**Aim**
List each line of the records below that contains the string "cloud", copying every such line in full. Matching is case-sensitive.

━━━

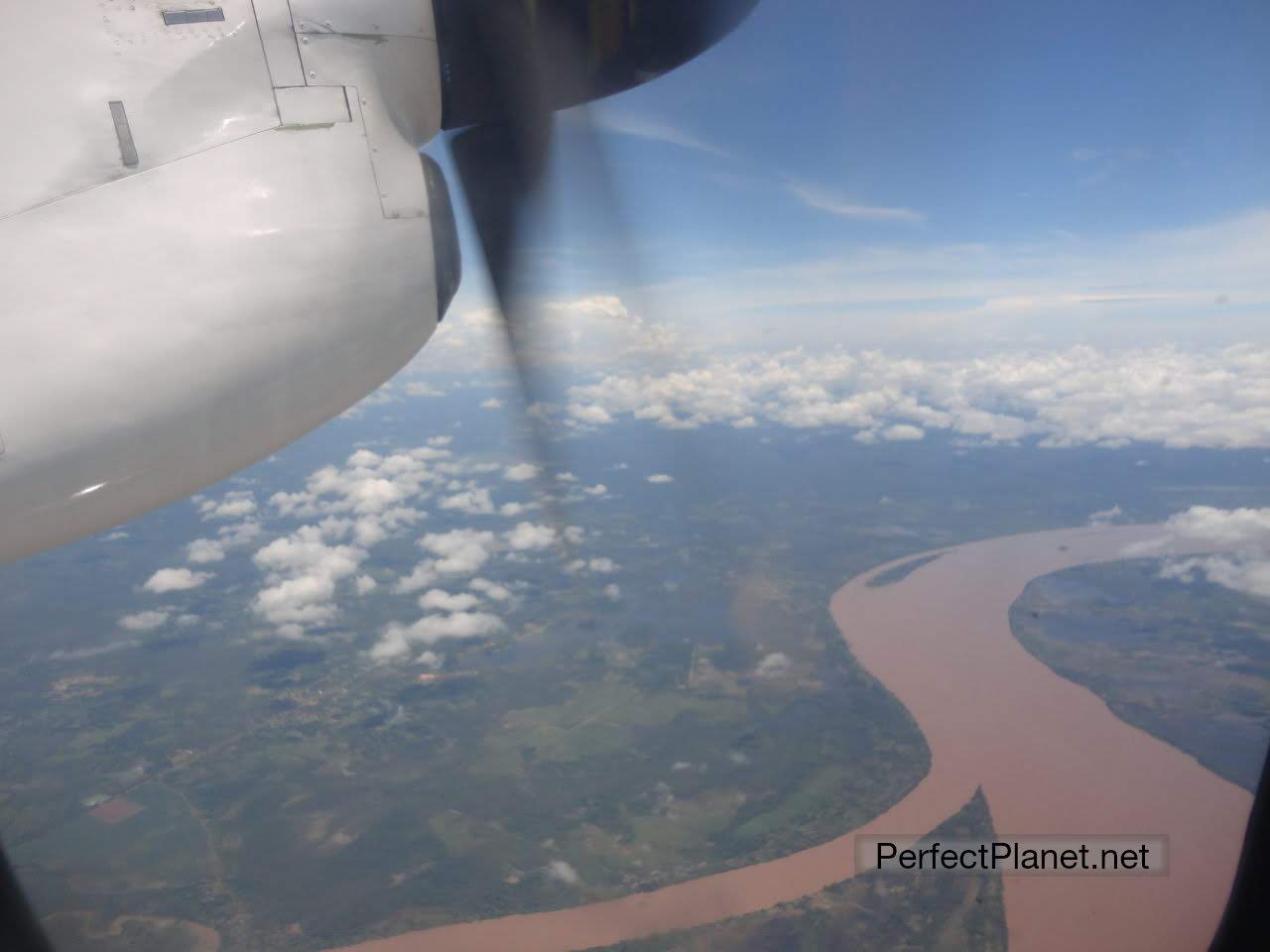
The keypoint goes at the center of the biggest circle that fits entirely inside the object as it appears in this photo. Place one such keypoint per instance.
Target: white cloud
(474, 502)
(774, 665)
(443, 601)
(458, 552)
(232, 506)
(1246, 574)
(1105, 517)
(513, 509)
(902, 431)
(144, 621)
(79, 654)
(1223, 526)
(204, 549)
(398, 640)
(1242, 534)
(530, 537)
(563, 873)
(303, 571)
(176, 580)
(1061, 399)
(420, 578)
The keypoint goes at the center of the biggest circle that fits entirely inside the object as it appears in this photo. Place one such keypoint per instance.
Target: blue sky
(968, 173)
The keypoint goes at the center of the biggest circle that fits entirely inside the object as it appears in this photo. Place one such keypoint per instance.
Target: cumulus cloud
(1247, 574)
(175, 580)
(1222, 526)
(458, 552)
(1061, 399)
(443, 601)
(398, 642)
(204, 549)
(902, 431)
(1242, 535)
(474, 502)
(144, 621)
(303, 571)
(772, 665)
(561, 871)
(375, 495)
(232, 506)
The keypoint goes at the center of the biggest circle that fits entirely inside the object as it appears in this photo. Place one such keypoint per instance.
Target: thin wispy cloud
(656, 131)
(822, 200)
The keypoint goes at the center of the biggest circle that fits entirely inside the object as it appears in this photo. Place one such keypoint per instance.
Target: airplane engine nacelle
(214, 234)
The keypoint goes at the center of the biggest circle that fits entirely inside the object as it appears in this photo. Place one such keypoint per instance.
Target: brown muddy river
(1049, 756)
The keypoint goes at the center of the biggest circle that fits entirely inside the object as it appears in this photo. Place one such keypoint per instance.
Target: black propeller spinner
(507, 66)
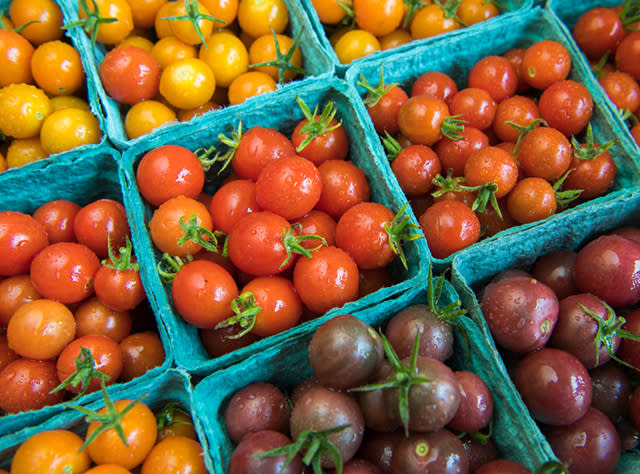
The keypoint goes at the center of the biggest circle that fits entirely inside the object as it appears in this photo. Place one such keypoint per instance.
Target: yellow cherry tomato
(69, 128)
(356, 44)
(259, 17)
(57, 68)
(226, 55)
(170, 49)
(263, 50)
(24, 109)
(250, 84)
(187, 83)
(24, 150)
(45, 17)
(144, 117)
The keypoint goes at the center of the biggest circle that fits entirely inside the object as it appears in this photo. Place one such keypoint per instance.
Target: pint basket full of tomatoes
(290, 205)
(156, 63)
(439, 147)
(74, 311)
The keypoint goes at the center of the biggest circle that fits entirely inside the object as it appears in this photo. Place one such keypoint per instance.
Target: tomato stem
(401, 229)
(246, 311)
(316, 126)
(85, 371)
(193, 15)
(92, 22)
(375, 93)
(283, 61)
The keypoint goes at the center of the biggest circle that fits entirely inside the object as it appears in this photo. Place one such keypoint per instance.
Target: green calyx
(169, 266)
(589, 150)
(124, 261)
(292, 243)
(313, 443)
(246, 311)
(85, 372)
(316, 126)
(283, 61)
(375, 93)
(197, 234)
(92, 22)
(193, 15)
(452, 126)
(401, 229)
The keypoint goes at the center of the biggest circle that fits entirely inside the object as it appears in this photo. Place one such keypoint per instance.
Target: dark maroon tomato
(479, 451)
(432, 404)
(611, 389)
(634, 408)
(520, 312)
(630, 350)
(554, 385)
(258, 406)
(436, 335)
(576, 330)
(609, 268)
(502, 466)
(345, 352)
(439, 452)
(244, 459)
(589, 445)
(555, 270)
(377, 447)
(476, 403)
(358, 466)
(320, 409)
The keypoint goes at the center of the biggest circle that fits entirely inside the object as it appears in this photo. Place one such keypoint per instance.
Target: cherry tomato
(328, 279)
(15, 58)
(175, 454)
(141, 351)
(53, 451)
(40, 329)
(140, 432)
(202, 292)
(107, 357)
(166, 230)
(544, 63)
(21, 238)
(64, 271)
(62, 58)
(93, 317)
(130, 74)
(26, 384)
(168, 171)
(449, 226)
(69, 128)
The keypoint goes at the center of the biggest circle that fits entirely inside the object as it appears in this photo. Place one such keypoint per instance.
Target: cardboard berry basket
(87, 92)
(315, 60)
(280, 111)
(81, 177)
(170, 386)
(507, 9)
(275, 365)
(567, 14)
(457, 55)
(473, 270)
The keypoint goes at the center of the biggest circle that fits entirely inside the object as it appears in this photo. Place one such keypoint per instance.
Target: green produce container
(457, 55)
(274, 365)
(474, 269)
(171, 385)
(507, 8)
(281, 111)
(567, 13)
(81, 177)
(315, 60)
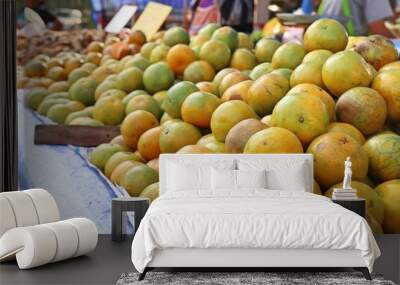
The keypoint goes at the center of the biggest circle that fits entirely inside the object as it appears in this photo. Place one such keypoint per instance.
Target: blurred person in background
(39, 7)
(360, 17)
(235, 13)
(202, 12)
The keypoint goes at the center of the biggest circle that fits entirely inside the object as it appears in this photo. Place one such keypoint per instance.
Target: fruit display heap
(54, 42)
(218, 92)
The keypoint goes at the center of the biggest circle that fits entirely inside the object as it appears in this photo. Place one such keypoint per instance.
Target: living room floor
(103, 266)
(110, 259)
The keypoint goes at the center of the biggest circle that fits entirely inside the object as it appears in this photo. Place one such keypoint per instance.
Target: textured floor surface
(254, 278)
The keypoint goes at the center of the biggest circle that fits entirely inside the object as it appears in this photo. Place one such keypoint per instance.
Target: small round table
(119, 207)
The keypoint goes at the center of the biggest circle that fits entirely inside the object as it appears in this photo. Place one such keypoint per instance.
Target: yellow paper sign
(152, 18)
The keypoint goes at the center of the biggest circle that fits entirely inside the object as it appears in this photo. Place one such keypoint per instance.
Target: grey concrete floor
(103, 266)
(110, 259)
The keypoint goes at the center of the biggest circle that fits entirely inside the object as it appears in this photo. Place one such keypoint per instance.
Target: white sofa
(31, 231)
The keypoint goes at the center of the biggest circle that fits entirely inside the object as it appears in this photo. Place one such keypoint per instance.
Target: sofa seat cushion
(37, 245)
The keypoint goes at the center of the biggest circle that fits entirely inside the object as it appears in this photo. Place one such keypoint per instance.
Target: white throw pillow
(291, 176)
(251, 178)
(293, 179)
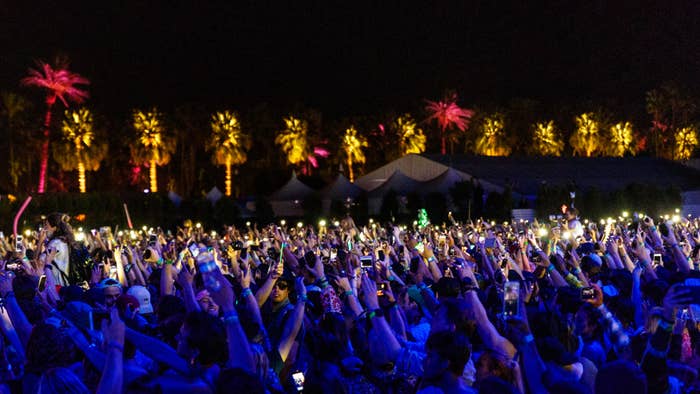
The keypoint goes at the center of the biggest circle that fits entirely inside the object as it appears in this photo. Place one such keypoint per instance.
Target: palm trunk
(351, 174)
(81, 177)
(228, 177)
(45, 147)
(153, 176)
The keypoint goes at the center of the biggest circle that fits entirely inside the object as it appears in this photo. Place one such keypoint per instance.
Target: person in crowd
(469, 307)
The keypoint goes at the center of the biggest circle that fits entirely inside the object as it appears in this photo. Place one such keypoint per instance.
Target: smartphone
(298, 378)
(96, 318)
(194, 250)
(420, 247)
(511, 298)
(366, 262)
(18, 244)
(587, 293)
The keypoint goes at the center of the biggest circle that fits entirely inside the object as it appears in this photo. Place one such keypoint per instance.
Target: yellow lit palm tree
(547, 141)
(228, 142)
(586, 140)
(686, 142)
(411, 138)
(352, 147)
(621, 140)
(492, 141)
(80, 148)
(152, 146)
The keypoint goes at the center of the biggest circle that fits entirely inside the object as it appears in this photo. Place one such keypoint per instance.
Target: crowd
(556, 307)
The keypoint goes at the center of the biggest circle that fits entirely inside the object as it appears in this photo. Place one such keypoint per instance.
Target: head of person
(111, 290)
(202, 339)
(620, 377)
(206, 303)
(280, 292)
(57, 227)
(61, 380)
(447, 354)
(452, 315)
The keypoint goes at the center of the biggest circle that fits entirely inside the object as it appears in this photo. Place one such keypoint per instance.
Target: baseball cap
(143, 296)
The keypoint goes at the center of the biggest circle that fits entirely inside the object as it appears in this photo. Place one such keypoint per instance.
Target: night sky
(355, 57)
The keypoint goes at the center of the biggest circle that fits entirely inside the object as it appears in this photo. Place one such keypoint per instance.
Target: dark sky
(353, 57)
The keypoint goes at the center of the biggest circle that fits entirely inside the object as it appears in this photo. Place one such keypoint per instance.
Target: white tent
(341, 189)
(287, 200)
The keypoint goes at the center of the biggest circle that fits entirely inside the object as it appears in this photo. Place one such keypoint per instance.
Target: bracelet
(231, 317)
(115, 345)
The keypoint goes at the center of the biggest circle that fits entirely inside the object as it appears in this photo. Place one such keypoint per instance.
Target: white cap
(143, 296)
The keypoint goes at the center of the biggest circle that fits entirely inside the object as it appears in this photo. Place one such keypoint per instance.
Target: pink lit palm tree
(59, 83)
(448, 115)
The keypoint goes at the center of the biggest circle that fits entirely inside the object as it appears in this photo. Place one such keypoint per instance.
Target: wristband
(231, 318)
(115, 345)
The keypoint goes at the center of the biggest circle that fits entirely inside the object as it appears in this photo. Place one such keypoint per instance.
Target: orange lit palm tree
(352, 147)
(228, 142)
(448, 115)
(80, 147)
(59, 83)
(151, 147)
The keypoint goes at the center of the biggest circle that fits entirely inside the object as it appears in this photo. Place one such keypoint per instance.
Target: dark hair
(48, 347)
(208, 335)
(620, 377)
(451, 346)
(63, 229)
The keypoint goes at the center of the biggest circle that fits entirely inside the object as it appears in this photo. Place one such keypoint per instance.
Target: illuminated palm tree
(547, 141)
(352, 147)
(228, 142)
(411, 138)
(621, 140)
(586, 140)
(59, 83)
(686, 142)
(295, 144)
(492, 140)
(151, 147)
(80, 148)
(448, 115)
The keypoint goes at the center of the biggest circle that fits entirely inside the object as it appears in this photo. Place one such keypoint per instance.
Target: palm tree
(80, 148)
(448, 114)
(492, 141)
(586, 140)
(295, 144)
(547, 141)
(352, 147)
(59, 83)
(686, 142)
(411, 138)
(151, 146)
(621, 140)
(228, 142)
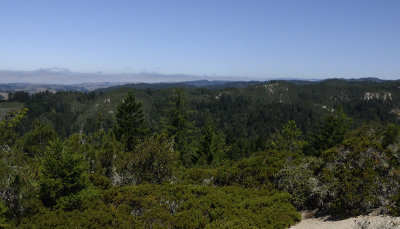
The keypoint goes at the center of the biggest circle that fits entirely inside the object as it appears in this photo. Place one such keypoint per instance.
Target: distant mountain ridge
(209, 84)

━━━

**Result of this task**
Target: white cloud
Target: cumulus cloud
Target: thin wispy cloud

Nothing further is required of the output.